* **Records**
+===+

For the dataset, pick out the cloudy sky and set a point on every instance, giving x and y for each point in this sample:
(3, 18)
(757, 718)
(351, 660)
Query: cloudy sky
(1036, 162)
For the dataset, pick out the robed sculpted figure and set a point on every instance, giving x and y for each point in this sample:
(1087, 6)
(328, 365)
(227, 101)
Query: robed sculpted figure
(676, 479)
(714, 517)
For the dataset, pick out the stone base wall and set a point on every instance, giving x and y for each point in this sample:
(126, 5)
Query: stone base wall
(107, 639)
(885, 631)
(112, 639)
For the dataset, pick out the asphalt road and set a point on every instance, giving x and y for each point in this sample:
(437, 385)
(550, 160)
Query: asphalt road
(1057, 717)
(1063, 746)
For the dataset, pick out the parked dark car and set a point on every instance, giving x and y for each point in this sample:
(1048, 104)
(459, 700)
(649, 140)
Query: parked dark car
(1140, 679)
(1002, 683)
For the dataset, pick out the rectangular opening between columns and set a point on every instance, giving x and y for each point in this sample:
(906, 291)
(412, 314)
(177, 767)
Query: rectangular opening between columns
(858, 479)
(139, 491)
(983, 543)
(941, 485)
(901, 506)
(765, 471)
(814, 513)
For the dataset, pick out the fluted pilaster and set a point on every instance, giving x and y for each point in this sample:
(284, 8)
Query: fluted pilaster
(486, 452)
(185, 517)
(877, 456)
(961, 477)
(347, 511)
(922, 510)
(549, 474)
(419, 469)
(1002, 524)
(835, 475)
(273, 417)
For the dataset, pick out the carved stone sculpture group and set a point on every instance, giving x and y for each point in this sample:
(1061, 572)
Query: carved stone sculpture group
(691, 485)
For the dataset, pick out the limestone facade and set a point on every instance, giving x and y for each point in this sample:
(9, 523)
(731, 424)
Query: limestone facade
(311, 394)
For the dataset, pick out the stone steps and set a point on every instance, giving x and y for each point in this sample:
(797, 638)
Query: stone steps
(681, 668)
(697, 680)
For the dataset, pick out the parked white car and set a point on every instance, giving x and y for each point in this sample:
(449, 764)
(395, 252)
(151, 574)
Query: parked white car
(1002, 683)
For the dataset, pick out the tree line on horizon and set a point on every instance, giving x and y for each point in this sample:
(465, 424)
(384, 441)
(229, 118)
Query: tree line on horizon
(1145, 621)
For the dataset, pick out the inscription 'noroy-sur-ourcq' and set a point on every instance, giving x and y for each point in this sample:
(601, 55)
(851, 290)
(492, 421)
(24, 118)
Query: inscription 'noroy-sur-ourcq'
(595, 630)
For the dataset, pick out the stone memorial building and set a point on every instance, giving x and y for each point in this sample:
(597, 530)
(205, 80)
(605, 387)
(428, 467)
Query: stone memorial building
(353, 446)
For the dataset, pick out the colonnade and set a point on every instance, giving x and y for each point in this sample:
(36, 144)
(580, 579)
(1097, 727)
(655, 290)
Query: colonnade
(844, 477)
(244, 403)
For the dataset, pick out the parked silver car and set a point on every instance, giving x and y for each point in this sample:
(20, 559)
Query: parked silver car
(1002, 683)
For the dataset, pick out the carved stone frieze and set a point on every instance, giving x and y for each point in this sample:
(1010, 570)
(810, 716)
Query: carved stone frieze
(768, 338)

+===+

* **Task details**
Rewrite all the rows above with "pick out" changed to "locate" wherever it occurs, keeping everything else the same.

* **Solution to the problem**
For the dataset, locate the cloudy sky and set a point on every instance, giving x and y for each point in this sample:
(3, 18)
(757, 718)
(351, 660)
Query: cloudy sky
(1036, 162)
For the dataset, locate the robed sculpted figure and set a point on every instance, giving x and y for each point in this sample:
(1087, 6)
(328, 365)
(227, 101)
Query: robed sculpted figure
(676, 479)
(714, 517)
For the dataset, locate the stone base wall and set a point on every instance, giving x and y for each point in this sample:
(126, 5)
Query: stone base wall
(107, 639)
(885, 631)
(112, 639)
For the dataset, locate the asphalt road and set a point on every instance, giving x and y for each point in this sample:
(437, 385)
(550, 160)
Query: asphalt road
(1057, 717)
(1063, 746)
For the dataset, locate the parked dark car and set a point on every instance, giving x and y for each point in this sample:
(1048, 104)
(459, 700)
(649, 140)
Query: parked dark car
(1140, 679)
(1002, 683)
For the dataset, locate the rectangular opening between columns and set a point on every instance, giving x and y for each point in this sample:
(906, 291)
(412, 314)
(177, 767)
Query: rectangular opening between columns
(858, 479)
(139, 491)
(983, 543)
(941, 485)
(901, 506)
(765, 471)
(814, 513)
For the dataset, locate the fluted pilaster and set a point on every instance, giving x and y for each point in this sample:
(284, 8)
Query: fluted pilaster
(486, 452)
(185, 517)
(877, 456)
(961, 477)
(347, 511)
(922, 510)
(549, 474)
(419, 469)
(1002, 524)
(835, 475)
(273, 417)
For the dataset, locate the carved stone sculpture group and set a point on every instance, giving x and y for each point in this sample:
(1061, 572)
Query: carved stone sculpture group
(691, 485)
For the dataset, locate the limestone facade and set a point on every instance, giving x and y for each point in this sample:
(9, 523)
(731, 424)
Query: limestone facade
(311, 394)
For the dataset, locate the stone steps and set a point on every instance, giving x and y for each point in this sample:
(797, 638)
Query: stone steps
(681, 668)
(697, 680)
For the dataset, locate the parked white car and set a point on every instance, giving x and y for each point in this sample:
(449, 764)
(395, 252)
(151, 574)
Query: parked white car
(1002, 683)
For the dataset, locate the tree line on horizon and set a point on every instance, giving x and y for each point in this sample:
(465, 424)
(384, 441)
(229, 118)
Query: tree line on horizon
(1145, 621)
For the dataset, locate the inscription 'noroy-sur-ourcq' and set a point on every instance, giving x and y for each point in this sample:
(601, 55)
(851, 290)
(492, 421)
(24, 118)
Query: inscription 'noroy-sur-ourcq'
(595, 630)
For the dataset, locate the stone memorial building and set a point on every instance, giving x and y for each point in this sample:
(597, 530)
(205, 80)
(605, 387)
(428, 467)
Query: stone memorial building
(353, 446)
For the dataset, locate the colonnade and set a point on every instance, giving x and y for each point in this sample:
(36, 144)
(580, 579)
(1097, 727)
(655, 290)
Query: colonnade
(844, 477)
(244, 403)
For the dataset, locate the parked silver car and set a point on every instance, giving x and y for each point in this sample:
(20, 559)
Query: parked silver car
(1002, 683)
For the dataset, locate the carved stone frieze and set a point on every instance, giving x and y for each point in this sample:
(1010, 570)
(810, 716)
Query: carved stone frieze
(768, 338)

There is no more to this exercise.